▶ What the task asks: Please rewrite the rows below, switching every "Use this form" to "Follow this format" and leaving everything else unchanged.

▶ Exercise material:
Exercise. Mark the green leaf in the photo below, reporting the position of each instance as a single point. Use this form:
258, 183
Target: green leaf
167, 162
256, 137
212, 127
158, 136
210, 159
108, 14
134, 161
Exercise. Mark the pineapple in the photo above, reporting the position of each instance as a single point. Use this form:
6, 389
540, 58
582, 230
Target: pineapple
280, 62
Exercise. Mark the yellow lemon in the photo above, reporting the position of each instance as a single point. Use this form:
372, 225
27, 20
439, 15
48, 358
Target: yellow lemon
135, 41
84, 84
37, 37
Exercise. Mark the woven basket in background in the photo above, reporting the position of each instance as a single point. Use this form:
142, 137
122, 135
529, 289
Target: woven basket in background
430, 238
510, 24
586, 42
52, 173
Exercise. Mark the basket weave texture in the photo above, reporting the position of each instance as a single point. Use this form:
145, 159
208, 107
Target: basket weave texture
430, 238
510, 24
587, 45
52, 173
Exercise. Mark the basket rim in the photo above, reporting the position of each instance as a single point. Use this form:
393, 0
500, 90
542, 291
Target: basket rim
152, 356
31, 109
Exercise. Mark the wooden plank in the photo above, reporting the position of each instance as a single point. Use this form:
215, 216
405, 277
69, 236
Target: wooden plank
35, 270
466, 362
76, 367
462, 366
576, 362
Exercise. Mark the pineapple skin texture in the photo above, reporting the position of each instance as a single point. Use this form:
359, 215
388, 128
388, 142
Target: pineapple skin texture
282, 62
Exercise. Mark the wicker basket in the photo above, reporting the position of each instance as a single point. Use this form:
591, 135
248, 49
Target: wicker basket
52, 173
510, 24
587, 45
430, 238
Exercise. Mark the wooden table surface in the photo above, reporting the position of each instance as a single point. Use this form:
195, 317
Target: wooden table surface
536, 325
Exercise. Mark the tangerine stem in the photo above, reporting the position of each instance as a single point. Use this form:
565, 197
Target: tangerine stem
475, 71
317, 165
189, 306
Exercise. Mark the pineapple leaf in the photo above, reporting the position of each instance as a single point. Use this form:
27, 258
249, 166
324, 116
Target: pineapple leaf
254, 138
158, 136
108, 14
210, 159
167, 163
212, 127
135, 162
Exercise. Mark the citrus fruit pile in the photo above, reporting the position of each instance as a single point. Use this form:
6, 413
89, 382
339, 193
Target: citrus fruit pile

▶ Solution:
Exercise. Mark the green leaf in the photo below, reporting the position of each instance as a single point. Follow this format:
258, 183
Target: green leaf
167, 162
256, 137
212, 127
158, 136
210, 159
108, 14
134, 161
Exercise. Mark the pineapple in the photo above, reporting the position of each instance as a single point. Follow this format:
6, 389
540, 58
582, 230
Target: pineapple
280, 62
Exercise. Mark the yellow lemon in the photo above, reporting the position of each instance as a single point. Follow this format:
372, 225
27, 20
439, 15
48, 358
Target: yellow lemon
135, 41
84, 84
37, 37
Exercise. Mark the woven basket in background in the photo above, reporting the position of each instance as a single point. Follow this format:
142, 137
122, 135
529, 289
Target: woven basket in background
430, 238
510, 24
586, 42
52, 173
Exercise. Mark the basket weave texture in the photo above, reporting the position of each instance as a single point. Follow this format:
145, 159
208, 107
Target: basket weave texture
430, 238
510, 24
587, 45
52, 173
Exercise. Mark the basket rim in the photo above, reporting the position of each instance as a single point. Follow this format:
393, 0
500, 90
542, 291
Target: basket rim
152, 356
31, 109
Exercise. Mark the wooden plank in the photo above, reporting the position of each instance as a single point. Follow this format:
215, 216
405, 277
69, 236
Target: wooden plank
35, 270
466, 362
76, 367
462, 366
576, 362
Exercise. Mark the pineapple skin texture in the photo above, reporting the position of each instance as a single point. Follow this format:
359, 215
388, 128
388, 142
Target: pineapple skin texture
282, 62
Exercise. Mark the wicker basket in the photo above, reporting the position of each instance as a single point. Follow this format:
591, 135
248, 49
Target: wicker basket
52, 173
510, 24
587, 45
430, 238
Exercise. Mark the wooden table surface in the photo above, reporting the position of each instance as a single point. Follow this format:
195, 317
Target: wooden table surface
536, 325
Exercise. Mark the tangerine stem in the photo above, reporting the position of each instance as a single point. Follow this format:
565, 197
Target: tangerine stem
475, 71
317, 165
189, 306
Exercise. Mark the pineapple leaf in the photo above, reporting the position of each instance as a single point. Follow this format:
27, 258
249, 166
324, 116
Target: pineapple leaf
254, 138
158, 136
108, 14
210, 159
167, 163
212, 127
135, 162
Exercise. Mark the citrus fruit pile in the photo above, reporting the position of each instance as a single point. Follow this format:
6, 413
89, 382
339, 193
Target: citrus fruit pile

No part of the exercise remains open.